*** Block opens ***
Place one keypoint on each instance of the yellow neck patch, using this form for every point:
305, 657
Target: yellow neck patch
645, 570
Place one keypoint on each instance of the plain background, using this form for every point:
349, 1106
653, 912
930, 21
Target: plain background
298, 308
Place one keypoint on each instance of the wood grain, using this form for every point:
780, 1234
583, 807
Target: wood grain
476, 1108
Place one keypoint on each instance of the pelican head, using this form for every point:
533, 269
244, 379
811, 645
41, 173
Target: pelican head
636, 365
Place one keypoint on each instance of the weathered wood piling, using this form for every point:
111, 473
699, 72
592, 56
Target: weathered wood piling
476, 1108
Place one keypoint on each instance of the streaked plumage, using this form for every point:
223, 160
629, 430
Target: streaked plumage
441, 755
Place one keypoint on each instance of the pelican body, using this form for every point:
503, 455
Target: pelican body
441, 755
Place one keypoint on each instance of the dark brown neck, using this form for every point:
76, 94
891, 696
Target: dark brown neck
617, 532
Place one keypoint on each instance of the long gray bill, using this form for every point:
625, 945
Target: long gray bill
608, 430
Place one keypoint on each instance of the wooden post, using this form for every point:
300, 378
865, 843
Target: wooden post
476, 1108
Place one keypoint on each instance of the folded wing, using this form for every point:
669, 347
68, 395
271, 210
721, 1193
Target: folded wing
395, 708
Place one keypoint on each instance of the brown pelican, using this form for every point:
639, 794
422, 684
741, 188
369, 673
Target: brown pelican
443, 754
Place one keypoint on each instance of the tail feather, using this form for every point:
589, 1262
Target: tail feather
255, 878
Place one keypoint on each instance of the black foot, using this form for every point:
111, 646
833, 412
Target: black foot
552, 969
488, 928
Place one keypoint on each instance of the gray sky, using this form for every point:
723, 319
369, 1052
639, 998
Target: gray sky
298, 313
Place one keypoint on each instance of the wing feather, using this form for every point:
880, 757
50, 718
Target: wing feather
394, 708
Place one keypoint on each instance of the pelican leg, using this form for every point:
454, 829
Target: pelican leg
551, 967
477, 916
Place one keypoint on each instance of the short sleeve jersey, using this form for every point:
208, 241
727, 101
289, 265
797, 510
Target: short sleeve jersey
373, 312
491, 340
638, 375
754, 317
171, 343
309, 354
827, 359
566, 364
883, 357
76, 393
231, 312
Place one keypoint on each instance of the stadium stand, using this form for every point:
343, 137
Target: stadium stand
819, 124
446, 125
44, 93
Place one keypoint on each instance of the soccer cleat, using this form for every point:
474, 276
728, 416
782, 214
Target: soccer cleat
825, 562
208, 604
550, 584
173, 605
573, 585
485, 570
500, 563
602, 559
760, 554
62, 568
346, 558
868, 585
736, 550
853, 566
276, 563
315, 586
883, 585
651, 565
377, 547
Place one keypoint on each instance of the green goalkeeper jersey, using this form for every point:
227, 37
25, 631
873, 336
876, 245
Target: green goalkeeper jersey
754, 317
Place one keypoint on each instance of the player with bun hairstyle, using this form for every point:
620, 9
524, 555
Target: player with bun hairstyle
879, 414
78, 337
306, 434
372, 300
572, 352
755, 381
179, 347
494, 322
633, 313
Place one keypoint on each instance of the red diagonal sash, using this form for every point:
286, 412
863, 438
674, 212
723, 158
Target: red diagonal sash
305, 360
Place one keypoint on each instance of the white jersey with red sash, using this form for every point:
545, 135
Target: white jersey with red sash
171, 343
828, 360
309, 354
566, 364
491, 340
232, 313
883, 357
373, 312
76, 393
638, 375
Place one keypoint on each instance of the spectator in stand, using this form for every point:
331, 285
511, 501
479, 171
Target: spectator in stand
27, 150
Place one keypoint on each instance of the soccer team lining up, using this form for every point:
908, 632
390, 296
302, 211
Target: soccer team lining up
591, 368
*** Block closes ***
Exercise description: Each record should be given again exactly as it reads.

Answer to this problem:
Place one keypoint on each instance of the yellow neck patch, using this form for every point:
305, 657
Target: yellow neck patch
645, 570
Place one keypoint on each instance of the plain background, using this form for every point:
349, 1106
653, 912
930, 21
Target: plain background
298, 308
Place one keypoint on each instance of the wood grain, using this form for every point:
780, 1234
583, 807
Target: wood grain
476, 1108
Place one keypoint on each instance of the pelican head, using this form for every point:
533, 269
244, 379
811, 645
41, 173
Target: pelican head
636, 365
Place one keypoint on each instance of the weathered wood piling, using this form for every point:
111, 473
699, 72
592, 56
Target: weathered wood piling
476, 1108
Place one keypoint on each instance of the streaked plumage, using this form for every point:
223, 160
629, 430
Target: streaked plumage
441, 755
Place one keypoint on each instance of the pelican body, using this form for every point:
503, 455
Target: pelican body
441, 755
Place one keypoint on each instance of the dark brown neck, using this form for every point:
76, 94
891, 696
Target: dark brown neck
617, 532
Place one keypoint on each instance of the long gray bill, using this form for every point:
625, 945
Target: long gray bill
608, 430
Place one keypoint on each instance of the wooden post, using this form for every point:
300, 378
865, 843
Target: wooden post
476, 1108
Place one keypoint on each instance of the folded wing, using this form for every point:
669, 347
68, 395
271, 210
721, 1193
Target: folded wing
395, 708
Place one keypoint on each instance of the brown pelican, using this form for every point:
639, 794
422, 684
741, 188
369, 673
Target: brown pelican
443, 754
Place one keypoint on each instance of the tail feather, using this form for every point:
589, 1262
Target: tail feather
255, 878
Place one keypoint on each instance of the black foot, using this form for every point:
111, 646
833, 412
Target: black foot
552, 969
488, 928
Place one keypoint on each instance of the gray sky, using this form for every point:
723, 319
369, 1052
639, 998
Target: gray sky
298, 313
Place one keypoint on each instance of the wing feather, using this form for every point:
880, 757
50, 718
Target: wing feather
394, 708
Place one keypoint on each instance of the pelican leg, using this form for every point:
454, 829
Target: pelican leg
551, 967
477, 916
Place one keypoint on each instance of the short sleeve jersey, using this form for every point:
208, 241
727, 101
289, 265
797, 510
Target: short sleeve jersey
373, 312
491, 340
638, 375
754, 317
171, 343
309, 354
827, 359
566, 364
883, 357
76, 393
231, 312
Place one keypoint on each instance of the stadium stand, using this form for every point:
343, 137
Target: stadium stand
819, 124
446, 125
44, 93
Place one keypoint on each instance of the soccer cleat, using this form for every point:
474, 276
728, 416
782, 214
Target: soccer cleat
825, 562
208, 604
550, 584
173, 605
573, 585
485, 570
500, 563
602, 559
760, 554
62, 568
346, 558
868, 585
736, 550
853, 566
276, 563
315, 586
883, 585
651, 565
377, 547
Place one keypoint on each instance of the green goalkeeper jersey, using this form for every point:
227, 37
25, 631
873, 336
876, 245
Target: green goalkeeper jersey
754, 317
Place one keypoint on each instance of the player with bun hairstyle, using this form for every point:
620, 9
524, 555
Target: player with bun hairstyle
879, 414
78, 337
306, 434
372, 300
572, 352
755, 381
179, 347
494, 322
633, 313
Place one keypoint on each instance of the red diagonal sash, using this form for every point:
286, 412
863, 438
674, 212
723, 158
Target: red diagonal sash
305, 360
Place one keypoint on each instance of the white jersey with red sash, using this form for every point:
545, 135
Target: white jersey with red sash
171, 343
828, 360
309, 354
566, 364
491, 340
232, 313
883, 357
373, 312
76, 393
638, 375
Place one keypoint on each instance of the spectator in stand, using this form for every point:
331, 285
511, 501
479, 171
Target: spectator in stand
27, 150
Place one keypoint on each instance of the soccer team lining up, using this form for every point:
908, 632
390, 296
302, 211
Target: soccer team lining up
591, 368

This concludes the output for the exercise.